AIM OF THE TASK
Exactly transcribe the line that holds "For the benchmark, mark every instance of the dark" and every remaining line of the records, up to and including the final one, with nothing else.

═════ ENTRIES SUPPLIED

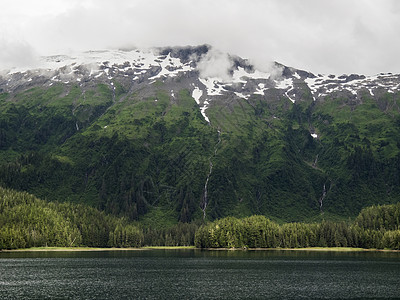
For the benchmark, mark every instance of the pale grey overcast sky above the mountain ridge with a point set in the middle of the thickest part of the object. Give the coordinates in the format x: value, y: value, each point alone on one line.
x: 336, y: 36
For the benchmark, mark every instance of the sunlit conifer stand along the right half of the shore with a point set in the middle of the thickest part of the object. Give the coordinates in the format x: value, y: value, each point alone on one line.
x: 260, y: 232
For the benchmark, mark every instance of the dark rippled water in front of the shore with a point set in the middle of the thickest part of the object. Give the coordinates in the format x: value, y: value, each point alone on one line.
x: 194, y: 274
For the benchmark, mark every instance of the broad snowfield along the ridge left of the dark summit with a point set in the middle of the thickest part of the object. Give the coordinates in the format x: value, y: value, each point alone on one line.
x: 109, y: 64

══════════

EXERCISE OUTPUT
For the benchmark, mark every instance of the dark rippled water in front of the shore with a point set in the middle of the thickest part of the object. Give the coordinates in the format x: value, y: value, each point alone on one line.
x: 194, y: 274
For the benchmark, mark every instance of the broad snowfield along the ridge left of the dark summit with a point set in the middle of the thickest part of the object. Give the coordinates in the format x: value, y: value, each point alone on one line.
x: 109, y: 64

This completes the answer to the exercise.